[Saved entries]
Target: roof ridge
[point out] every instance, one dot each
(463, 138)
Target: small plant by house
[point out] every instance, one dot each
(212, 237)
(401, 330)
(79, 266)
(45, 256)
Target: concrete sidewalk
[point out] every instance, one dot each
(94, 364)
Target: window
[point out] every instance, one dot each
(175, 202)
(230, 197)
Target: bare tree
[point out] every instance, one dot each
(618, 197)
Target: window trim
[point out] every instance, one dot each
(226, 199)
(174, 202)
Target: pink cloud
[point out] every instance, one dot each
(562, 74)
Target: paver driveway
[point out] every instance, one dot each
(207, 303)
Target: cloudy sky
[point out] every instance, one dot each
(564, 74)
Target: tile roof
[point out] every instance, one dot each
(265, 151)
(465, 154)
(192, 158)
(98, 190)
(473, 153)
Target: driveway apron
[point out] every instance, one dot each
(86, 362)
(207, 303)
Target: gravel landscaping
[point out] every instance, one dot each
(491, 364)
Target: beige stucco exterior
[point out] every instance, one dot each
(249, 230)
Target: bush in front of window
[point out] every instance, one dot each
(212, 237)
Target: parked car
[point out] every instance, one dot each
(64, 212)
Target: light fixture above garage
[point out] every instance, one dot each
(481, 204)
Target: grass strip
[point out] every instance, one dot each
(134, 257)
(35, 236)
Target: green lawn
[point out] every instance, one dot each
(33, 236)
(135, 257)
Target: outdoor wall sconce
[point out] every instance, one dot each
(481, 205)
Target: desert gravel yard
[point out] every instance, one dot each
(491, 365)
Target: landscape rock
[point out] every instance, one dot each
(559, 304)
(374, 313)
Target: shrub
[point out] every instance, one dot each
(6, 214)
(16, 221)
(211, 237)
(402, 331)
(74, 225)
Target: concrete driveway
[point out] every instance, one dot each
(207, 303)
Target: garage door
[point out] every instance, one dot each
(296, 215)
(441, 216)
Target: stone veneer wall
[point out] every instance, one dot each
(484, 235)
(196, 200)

[What this task involves]
Output the rows from the line with "Target: concrete driveway" through the end of the rows as a two-column CSV with the headers request and answer. Give one line for each row, with each field quoted and every line break within a field replaced by a space.

[Result below]
request,answer
"Target: concrete driveway [point out] every instance, one dot each","(207, 303)"
"Target: garage door [point out] every instance, one dot each","(296, 215) (441, 216)"
"Target: stone veneer wall [point out] every instance, one dot each","(484, 235) (196, 200)"